▶ _Aim of the task_
In the Panic! at the Disco retrospective, since when has the "band" been a solo project?

▶ _Extracted text_

— Begin —

Brendon Urie recently announced that the musical project known as Panic! at the Disco was coming to an end. Some outlets have been reporting it as a band breakup but that seems odd considering the “band” has been a solo project since the release of the fifth album in 2016. Not sure how exactly Urie is expected to have broken up with himself. Either way, this feels very much like the end of an era. As such I thought I would do a sort of retrospective, complete with a ranking of the seven albums from worst to best. Though really there is no such thing as a bad Panic! Album.
Let’s set the stage first with some background on my personal history with the group. I was actually avidly anti-Panic! when their first album came out. I’m definitely going to date myself here. I was a senior in high school. Back in the days where you discovered a band either through the “modern hits” filled soundtrack of the latest teen flick, or the local radio stations. In my case it was what was then known as STAR 98.7 and KROQ 106.7. The former played “alternative” songs while the latter played more rock heavy material. Spotify wasn’t yet a thing and MP3 players were just getting to be trendy.
You might also have heard of a band through a friend sharing their latest musical discovery via burned CDs (I know, I know, way to really date myself). Then, there was the way I learned about Panic! This was when a band became suddenly ubiquitous, with their merch taking over the walls of Hot Topic (by the way, is Hot Topic still a thing?) and you couldn’t escape their logos and faces. All the kids in your class would be wearing their shirts and fake leather wristbands, and talking about how amazingly intellectual this new band with the crazy name that had punctuation really was.

— End —

▶ _Items from a labeling collection_
— Begin —

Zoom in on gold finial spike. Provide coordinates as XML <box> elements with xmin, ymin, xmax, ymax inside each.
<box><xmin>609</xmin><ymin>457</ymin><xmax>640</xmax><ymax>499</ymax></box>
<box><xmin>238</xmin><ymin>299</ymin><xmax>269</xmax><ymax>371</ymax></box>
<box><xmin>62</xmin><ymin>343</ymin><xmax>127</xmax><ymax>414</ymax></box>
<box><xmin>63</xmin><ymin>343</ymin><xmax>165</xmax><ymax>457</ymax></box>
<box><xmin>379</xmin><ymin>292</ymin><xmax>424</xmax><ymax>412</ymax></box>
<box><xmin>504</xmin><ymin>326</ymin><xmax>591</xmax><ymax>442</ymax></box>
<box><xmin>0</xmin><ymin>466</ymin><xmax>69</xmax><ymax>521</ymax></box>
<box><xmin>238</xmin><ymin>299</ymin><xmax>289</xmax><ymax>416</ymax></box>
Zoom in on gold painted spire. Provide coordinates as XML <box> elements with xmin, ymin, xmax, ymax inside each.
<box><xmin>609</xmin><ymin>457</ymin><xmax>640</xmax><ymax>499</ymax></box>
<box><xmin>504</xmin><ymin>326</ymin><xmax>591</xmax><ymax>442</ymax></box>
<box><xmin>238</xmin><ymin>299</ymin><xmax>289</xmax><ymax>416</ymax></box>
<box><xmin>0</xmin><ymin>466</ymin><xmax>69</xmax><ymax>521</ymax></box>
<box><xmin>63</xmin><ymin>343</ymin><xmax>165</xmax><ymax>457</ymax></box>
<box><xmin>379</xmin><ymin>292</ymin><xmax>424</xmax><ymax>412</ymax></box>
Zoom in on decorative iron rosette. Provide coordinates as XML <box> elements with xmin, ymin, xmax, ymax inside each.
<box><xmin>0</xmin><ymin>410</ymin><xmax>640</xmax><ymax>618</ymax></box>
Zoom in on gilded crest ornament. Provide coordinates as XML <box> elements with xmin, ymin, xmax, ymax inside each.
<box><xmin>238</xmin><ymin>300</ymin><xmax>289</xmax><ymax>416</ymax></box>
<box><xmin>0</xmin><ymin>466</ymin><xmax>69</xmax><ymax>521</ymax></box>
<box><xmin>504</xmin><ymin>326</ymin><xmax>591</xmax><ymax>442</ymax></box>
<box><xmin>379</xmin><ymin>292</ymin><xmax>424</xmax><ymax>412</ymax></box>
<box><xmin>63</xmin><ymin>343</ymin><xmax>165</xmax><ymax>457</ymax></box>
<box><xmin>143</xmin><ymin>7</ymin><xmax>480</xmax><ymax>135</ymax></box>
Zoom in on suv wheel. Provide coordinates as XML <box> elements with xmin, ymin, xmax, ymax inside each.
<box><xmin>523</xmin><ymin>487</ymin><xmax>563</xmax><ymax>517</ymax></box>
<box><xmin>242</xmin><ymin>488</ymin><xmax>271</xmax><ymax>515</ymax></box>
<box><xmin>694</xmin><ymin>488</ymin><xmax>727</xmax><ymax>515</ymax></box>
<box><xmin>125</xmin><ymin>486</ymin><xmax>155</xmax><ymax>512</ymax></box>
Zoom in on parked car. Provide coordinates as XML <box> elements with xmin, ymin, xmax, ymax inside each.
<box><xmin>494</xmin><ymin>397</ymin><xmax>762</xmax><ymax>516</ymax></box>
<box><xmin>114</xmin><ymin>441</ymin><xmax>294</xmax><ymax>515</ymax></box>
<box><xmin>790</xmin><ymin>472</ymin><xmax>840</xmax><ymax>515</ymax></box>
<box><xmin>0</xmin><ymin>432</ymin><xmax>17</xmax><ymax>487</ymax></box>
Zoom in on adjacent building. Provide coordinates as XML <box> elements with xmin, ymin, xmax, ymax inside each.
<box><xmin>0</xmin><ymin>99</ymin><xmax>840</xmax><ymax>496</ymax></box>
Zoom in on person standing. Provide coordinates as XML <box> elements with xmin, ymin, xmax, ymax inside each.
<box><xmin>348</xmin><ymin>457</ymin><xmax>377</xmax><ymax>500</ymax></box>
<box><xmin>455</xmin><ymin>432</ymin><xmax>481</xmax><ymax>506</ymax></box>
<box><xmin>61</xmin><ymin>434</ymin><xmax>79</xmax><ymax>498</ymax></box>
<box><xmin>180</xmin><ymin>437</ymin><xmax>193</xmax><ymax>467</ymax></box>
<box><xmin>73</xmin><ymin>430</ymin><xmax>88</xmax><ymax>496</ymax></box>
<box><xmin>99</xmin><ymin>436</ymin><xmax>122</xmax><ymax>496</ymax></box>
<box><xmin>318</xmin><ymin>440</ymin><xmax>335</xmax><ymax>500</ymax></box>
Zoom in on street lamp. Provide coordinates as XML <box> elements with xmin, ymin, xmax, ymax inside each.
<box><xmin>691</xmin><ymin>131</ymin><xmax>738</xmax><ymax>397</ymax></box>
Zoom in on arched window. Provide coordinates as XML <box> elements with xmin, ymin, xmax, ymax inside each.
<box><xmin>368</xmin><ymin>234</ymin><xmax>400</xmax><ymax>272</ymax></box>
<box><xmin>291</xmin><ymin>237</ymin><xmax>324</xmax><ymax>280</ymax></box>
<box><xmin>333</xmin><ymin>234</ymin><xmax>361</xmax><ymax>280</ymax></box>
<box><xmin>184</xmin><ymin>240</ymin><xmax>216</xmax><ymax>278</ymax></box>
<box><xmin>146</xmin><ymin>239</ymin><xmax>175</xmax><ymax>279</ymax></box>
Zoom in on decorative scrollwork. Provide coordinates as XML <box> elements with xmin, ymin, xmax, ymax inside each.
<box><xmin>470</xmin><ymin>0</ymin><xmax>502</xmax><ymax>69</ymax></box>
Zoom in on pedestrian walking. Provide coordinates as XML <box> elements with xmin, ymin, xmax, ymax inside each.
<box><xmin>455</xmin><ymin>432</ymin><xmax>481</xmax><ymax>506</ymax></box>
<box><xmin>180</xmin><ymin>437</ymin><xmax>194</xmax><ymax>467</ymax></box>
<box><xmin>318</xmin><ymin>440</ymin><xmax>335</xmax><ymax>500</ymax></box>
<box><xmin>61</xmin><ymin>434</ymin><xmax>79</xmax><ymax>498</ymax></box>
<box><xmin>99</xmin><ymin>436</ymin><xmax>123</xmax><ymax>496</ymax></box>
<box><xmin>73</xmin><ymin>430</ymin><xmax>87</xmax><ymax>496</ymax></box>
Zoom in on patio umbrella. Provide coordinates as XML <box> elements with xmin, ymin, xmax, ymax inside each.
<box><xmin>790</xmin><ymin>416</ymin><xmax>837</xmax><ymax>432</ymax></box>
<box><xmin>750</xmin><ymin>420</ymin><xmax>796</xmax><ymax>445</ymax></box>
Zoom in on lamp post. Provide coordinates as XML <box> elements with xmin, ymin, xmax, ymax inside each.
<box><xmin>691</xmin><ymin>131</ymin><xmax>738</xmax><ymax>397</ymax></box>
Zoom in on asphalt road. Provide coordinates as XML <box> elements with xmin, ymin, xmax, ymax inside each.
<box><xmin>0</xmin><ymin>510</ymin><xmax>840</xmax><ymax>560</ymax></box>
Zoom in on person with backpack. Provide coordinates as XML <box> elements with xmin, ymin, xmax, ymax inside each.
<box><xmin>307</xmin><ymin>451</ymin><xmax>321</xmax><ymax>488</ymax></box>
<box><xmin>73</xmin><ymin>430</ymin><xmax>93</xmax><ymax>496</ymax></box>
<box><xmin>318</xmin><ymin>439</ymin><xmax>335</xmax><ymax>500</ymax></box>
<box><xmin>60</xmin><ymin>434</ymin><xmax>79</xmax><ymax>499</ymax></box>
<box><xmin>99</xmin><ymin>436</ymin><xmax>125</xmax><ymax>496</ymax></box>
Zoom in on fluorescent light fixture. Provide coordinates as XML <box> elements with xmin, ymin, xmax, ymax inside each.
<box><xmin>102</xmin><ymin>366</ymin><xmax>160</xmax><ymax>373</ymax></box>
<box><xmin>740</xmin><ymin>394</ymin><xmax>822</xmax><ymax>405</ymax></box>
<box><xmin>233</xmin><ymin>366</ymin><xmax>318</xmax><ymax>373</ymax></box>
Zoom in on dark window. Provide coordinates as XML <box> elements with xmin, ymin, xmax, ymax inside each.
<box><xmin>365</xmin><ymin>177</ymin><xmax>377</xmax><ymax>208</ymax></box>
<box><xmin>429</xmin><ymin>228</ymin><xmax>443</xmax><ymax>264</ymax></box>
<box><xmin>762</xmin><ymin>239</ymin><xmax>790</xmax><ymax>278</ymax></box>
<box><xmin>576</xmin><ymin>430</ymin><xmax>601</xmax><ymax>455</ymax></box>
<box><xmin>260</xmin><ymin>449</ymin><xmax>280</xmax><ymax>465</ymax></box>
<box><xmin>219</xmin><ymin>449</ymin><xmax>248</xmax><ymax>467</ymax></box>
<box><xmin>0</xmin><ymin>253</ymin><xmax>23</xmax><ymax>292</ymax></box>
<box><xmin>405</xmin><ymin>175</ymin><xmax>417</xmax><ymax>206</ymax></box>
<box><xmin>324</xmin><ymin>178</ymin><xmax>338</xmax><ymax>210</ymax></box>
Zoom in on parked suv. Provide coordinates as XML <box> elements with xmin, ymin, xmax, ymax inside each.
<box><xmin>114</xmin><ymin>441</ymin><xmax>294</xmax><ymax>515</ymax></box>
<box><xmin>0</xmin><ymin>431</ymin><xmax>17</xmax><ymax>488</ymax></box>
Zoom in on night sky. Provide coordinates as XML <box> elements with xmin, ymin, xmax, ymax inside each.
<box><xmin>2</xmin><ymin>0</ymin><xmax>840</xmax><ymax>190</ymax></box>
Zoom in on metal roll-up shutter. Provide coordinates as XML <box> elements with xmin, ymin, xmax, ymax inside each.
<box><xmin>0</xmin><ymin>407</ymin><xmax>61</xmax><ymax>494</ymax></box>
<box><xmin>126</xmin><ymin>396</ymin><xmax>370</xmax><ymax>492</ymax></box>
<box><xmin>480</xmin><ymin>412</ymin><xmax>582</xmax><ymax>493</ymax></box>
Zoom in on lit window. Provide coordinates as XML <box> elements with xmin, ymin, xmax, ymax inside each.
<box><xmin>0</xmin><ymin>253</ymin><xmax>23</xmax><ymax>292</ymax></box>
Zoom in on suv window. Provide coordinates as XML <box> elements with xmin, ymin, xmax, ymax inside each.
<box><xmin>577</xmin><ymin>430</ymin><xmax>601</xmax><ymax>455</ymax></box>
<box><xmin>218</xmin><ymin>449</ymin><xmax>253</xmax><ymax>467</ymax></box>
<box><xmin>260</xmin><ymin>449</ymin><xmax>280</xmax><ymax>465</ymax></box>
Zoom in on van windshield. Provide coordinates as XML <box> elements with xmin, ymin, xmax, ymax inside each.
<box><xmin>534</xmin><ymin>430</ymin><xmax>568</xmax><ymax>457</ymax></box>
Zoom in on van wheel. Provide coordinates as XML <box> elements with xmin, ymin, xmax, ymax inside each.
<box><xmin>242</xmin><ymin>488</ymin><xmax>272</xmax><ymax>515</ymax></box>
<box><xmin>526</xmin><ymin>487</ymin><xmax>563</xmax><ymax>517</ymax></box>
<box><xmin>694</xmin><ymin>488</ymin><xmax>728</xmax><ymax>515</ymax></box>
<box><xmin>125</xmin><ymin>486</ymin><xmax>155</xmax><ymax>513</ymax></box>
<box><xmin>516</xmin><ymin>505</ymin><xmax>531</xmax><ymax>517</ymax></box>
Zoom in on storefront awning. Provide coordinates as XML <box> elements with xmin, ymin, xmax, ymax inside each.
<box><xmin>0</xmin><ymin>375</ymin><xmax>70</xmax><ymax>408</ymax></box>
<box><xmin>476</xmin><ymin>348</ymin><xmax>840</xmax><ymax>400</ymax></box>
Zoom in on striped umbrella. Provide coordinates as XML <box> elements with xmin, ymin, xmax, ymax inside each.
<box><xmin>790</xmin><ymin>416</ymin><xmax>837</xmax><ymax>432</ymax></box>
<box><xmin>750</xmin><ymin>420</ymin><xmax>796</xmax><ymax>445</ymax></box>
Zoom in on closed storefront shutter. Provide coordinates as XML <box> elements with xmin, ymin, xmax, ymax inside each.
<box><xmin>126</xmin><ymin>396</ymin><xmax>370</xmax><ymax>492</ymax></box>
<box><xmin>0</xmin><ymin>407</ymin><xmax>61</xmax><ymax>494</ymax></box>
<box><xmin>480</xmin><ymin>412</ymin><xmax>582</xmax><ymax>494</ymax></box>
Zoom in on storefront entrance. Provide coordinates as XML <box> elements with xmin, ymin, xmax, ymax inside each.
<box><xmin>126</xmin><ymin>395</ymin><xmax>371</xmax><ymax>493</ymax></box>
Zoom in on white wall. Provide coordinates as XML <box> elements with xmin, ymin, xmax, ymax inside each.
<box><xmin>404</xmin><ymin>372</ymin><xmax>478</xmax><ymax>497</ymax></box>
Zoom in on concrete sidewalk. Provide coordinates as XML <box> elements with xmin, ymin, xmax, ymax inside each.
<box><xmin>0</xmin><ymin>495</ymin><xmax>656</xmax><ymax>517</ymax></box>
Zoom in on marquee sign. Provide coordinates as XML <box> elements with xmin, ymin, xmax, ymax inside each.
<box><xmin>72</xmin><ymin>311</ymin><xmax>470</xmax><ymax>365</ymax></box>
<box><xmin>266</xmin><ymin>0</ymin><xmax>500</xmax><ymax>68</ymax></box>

— End —

▶ _Solution to the problem_
Since the release of the fifth album in 2016.